### What the task asks
Copy each line of the records below that mentions the word "blue".

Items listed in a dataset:
= = = =

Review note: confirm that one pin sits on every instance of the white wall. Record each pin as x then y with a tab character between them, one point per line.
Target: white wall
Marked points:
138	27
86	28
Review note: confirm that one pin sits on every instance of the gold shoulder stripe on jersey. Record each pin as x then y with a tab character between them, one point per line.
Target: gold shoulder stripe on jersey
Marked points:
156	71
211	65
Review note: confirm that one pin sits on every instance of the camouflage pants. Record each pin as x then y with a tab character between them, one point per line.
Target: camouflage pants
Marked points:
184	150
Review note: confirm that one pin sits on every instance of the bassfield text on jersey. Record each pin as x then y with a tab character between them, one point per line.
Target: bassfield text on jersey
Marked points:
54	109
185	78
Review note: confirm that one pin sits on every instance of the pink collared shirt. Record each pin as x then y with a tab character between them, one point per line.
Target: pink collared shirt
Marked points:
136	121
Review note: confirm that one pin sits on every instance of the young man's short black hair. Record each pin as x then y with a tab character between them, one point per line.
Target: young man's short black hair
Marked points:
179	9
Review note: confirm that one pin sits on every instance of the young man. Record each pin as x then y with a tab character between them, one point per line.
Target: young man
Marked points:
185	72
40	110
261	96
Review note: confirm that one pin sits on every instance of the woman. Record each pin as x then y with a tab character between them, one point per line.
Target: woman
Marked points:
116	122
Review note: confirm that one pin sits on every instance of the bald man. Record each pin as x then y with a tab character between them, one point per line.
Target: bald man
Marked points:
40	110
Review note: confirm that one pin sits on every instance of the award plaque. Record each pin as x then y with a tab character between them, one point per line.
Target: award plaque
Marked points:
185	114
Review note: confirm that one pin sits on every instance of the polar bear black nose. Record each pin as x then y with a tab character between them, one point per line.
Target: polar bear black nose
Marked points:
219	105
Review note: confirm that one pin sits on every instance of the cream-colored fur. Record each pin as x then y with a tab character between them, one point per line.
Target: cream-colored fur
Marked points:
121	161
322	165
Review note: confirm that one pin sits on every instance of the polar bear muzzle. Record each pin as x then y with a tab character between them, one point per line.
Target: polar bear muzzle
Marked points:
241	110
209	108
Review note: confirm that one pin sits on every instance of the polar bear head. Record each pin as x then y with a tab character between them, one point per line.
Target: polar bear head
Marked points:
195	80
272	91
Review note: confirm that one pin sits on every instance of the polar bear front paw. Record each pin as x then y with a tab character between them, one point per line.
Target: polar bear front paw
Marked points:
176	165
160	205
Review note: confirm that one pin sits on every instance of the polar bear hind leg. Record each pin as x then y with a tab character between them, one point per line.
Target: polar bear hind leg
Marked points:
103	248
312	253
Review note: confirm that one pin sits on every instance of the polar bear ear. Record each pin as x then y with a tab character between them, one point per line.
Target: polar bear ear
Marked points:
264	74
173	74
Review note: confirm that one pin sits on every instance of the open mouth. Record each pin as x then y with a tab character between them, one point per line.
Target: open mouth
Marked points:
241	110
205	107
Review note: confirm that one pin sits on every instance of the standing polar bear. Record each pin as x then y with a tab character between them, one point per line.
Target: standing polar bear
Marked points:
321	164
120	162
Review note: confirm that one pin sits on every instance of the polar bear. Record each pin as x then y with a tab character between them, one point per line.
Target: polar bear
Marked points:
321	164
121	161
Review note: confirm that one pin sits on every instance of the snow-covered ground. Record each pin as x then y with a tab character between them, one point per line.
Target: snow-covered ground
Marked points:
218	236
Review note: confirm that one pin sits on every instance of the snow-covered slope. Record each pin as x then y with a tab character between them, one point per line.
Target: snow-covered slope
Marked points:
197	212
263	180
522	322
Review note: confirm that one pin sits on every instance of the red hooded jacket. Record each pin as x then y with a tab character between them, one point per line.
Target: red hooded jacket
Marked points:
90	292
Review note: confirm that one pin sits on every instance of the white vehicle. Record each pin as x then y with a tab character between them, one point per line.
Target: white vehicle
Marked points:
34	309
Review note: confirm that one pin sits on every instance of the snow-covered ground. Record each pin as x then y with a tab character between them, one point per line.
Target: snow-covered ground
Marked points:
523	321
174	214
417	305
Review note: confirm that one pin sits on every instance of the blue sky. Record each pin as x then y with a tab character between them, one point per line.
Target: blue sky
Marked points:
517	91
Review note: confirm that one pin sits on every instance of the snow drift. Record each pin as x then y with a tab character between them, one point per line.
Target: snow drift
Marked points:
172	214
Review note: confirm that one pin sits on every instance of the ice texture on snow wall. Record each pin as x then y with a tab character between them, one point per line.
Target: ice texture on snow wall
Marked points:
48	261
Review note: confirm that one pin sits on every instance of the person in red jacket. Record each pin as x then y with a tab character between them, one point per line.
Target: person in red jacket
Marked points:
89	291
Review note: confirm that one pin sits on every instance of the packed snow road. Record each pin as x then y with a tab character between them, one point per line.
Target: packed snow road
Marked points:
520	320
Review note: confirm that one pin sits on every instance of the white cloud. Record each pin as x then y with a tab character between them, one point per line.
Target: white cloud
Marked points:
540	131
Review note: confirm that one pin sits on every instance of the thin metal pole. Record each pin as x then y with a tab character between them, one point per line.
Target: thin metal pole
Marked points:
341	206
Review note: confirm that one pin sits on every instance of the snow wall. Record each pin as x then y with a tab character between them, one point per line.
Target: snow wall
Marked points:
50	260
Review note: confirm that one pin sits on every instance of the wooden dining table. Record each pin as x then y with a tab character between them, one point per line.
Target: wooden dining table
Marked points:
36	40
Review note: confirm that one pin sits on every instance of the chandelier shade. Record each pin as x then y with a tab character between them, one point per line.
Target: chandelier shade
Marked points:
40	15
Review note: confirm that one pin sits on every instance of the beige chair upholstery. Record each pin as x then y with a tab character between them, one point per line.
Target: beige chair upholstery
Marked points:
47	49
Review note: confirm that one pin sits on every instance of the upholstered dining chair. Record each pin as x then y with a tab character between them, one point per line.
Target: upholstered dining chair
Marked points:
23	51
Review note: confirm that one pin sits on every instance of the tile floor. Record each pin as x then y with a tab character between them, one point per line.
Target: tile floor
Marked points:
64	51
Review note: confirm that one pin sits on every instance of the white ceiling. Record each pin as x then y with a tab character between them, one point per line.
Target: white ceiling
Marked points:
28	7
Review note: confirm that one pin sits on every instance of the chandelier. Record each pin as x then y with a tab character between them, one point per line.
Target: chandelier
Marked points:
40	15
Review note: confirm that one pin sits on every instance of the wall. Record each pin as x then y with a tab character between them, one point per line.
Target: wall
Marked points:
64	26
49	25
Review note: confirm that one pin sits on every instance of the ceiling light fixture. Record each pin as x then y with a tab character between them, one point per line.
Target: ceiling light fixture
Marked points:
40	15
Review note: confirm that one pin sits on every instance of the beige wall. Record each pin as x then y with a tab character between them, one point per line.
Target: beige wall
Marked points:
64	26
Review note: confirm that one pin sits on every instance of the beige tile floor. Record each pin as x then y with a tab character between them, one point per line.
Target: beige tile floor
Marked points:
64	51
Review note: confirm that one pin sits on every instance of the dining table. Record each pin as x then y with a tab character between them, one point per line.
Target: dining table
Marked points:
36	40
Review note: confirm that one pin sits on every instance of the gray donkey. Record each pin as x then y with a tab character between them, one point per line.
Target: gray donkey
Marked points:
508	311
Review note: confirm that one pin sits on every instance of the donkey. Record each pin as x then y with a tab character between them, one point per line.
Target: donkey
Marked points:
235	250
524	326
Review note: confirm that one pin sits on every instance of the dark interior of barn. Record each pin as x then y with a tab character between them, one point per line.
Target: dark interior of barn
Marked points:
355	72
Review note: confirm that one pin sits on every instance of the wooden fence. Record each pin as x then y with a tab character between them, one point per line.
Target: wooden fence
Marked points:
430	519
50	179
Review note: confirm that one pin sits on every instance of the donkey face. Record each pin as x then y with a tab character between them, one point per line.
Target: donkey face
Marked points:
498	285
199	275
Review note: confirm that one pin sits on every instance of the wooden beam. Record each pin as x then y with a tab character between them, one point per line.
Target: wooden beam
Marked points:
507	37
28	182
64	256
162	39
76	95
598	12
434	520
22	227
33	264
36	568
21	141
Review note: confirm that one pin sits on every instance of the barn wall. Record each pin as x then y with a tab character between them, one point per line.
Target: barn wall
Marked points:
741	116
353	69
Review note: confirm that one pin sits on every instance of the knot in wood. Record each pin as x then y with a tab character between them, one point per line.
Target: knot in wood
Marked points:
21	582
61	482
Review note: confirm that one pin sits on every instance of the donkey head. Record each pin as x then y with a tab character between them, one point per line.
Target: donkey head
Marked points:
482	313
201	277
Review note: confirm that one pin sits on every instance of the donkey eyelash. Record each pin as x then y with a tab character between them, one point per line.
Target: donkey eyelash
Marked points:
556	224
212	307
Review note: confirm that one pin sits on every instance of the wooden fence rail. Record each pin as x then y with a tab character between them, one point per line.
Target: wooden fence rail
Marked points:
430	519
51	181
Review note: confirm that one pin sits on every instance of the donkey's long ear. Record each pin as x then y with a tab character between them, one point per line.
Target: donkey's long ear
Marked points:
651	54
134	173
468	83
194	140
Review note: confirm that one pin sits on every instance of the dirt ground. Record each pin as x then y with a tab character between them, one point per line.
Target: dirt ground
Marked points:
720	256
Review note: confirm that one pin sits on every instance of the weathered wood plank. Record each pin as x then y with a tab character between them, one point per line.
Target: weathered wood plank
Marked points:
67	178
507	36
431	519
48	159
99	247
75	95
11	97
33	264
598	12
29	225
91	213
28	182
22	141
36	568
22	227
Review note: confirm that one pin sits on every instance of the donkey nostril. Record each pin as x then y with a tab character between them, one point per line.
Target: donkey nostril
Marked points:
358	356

= = = =

### Answer to this problem
Review note: confirm that one pin sits on every instance of the blue sky. Record each pin as x then y with a tab character between them, one point per line.
Target: blue sky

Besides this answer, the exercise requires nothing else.